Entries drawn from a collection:
___

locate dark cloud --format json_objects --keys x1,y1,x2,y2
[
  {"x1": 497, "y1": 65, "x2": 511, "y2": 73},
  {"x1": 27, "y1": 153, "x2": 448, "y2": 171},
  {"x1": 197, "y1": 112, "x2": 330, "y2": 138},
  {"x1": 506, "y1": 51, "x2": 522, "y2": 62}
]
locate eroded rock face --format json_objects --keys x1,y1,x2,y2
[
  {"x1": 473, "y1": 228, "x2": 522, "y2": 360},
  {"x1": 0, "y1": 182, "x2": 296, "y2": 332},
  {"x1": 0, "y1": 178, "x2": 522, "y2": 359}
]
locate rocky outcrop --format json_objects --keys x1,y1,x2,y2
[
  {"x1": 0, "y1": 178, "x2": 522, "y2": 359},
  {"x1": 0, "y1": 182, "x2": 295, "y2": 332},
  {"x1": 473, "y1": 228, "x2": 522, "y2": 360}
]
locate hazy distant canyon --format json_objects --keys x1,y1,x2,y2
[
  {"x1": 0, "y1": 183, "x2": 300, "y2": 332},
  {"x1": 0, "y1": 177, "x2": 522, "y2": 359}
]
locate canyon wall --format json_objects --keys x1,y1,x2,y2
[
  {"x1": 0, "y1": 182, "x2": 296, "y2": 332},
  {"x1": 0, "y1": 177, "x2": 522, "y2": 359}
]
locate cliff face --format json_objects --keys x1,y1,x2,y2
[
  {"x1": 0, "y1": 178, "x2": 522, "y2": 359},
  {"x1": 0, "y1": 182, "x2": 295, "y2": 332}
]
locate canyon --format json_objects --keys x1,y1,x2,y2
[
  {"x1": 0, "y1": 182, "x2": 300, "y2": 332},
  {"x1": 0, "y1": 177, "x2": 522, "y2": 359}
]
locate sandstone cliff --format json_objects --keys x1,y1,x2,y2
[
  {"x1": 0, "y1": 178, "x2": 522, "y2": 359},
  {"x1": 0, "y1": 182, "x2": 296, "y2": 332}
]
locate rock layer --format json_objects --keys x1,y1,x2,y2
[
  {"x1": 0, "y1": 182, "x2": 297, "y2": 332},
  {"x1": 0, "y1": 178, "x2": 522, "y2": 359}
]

___

[Set task] Find each line in the listing above that contains the word "face", and copy those lines out.

[Full response]
locate eroded rock face --format json_objects --keys x1,y1,x2,y2
locate cliff face --format json_objects --keys x1,y1,x2,y2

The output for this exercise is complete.